GOAL OF THE EXERCISE - Output the rows below word for word, changing nothing.

------

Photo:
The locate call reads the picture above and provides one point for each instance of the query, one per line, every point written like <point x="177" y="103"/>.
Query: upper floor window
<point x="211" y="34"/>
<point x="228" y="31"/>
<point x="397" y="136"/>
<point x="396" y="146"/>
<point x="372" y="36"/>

------

EXPECTED ANSWER -
Photo:
The locate call reads the picture above and provides one point for each instance of the query, one per line, every point written like <point x="177" y="103"/>.
Query: upper floor window
<point x="211" y="34"/>
<point x="228" y="31"/>
<point x="397" y="136"/>
<point x="396" y="146"/>
<point x="372" y="36"/>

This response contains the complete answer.